▸ **Article**:
#####
# Abstract Nonsense

## Schur’s Lemma (*-representation Form)

Point of post: In this post we discuss the notion of Schur’s lemma as it applies to irreducible $\ast$-representations, and with this show that every irrep of an abelian group must have degree one.

Motivation

In our last post we saw how the existence of a non-zero intertwinor for an irrep guarantees the equivalence of the two irreps, since any such intertwinor must be an isomorphism. We also saw how if the two irreps and representation spaces coincided that the intertwinor must, in fact, be a multiple of the identity map. In this post we describe the notion of an irreducible $\ast$-representation and then give a version of Schur’s second lemma for such representations. This will allow us to conclude, after some work, that every irrep of an abelian group must have degree one.
#####
▸ **Provided records**:
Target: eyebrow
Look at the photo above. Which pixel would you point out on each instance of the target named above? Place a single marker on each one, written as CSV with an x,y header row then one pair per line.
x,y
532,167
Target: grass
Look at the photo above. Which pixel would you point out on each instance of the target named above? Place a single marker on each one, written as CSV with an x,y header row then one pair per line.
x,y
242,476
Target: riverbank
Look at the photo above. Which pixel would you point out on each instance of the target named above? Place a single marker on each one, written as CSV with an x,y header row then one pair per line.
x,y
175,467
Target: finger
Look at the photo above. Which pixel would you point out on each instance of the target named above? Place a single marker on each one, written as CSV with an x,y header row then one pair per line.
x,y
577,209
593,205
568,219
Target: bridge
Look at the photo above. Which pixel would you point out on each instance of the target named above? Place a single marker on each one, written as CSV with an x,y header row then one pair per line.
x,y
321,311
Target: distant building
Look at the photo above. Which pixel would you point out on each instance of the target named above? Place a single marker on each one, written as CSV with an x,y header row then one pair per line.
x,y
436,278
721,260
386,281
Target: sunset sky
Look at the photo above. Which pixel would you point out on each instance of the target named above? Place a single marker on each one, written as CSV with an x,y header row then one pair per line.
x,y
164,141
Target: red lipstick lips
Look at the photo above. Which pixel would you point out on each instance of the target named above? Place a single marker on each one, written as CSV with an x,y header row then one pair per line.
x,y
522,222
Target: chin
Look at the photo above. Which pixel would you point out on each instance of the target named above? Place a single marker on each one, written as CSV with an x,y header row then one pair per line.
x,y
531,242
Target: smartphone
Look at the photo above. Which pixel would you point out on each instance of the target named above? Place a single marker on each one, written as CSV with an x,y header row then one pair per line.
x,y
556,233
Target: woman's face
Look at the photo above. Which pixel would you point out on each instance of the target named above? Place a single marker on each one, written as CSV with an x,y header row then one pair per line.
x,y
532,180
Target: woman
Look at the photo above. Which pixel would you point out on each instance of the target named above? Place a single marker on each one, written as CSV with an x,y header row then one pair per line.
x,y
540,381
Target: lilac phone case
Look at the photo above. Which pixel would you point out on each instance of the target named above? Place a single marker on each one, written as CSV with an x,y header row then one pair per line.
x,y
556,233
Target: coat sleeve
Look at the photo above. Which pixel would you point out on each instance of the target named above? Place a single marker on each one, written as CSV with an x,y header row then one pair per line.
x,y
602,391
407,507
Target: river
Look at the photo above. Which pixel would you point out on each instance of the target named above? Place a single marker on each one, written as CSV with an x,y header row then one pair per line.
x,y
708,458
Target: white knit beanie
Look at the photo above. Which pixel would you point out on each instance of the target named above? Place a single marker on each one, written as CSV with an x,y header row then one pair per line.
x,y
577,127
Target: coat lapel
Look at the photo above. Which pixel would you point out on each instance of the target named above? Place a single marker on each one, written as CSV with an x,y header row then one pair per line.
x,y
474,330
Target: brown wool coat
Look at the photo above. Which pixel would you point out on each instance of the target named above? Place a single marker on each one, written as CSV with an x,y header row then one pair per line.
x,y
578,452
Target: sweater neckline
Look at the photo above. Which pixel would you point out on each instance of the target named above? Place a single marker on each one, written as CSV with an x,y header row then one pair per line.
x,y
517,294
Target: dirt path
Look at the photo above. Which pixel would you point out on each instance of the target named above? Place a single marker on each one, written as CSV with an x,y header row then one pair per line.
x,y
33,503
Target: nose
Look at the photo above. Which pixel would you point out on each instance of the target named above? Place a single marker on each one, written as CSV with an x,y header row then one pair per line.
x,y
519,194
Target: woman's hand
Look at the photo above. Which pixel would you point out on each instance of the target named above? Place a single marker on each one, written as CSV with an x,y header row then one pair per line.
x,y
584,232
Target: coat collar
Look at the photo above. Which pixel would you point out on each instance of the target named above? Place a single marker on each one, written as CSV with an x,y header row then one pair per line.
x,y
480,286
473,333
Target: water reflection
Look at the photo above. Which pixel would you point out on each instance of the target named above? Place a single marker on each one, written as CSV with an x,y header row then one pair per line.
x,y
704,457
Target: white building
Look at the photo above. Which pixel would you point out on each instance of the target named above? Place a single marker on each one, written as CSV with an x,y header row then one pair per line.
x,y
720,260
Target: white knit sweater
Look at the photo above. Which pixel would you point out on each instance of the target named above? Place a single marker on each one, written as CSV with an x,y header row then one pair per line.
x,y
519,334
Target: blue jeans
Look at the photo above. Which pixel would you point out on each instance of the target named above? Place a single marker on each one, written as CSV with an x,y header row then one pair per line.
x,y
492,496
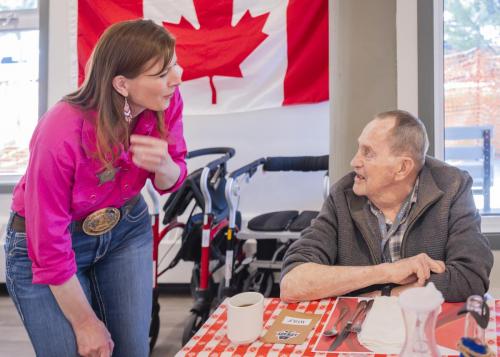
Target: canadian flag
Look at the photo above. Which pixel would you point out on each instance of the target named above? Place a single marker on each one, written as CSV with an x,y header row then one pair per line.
x,y
236,55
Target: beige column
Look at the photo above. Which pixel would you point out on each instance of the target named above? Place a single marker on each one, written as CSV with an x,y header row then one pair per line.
x,y
363,76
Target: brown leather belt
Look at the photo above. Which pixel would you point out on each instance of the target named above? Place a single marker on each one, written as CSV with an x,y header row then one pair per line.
x,y
18,223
#####
▸ **Jobs**:
1. Using the post on Schur's lemma, answer:
(a) What degree must every irrep of an abelian group have?
(b) According to the previous post, what does a non-zero intertwinor between two irreps guarantee?
(c) If the two irreps and representation spaces coincide, what must the intertwinor be?
2. Carry the post on Schur's lemma further from where it stops.
The records are separate material and are not connected to the post.

▸ **Task-by-task outputs**:
1.
(a) Degree one.
(b) The two irreps are equivalent, since any such intertwinor must be an isomorphism.
(c) A multiple of the identity map.

2.
Irreducible $\ast$-representations and the $\ast$-representation Form of Schur’s Lemma

Let $G$ be a finite group and $\mathcal{A}\left(G\right)$ the group algebra. Then, if $\mathscr{V}$ is a pre-Hilbert space and $\varrho:\mathcal{A}\left(G\right)\to\text{End}\left(\mathscr{V}\right)$  a  $\ast$-representation we call $\mathscr{W}\leqslant\mathscr{V}$ $\varrho$-invariant (or invariant when $\varrho$ is evident) if $\mathscr{W}$ is invariant under $\varrho_a$ for each $a\in\mathcal{A}\left(G\right)$. We then, unsurprisingly, define a $\ast$-representation $\varrho:\mathcal{A}\left(G\right)\to\text{End}\left(\mathscr{V}\right)$ to be irreducible if the only $\varrho$-invariant subspaces of $\mathscr{V}$ are $\{\bold{0}\}$ and $\mathscr{V}$.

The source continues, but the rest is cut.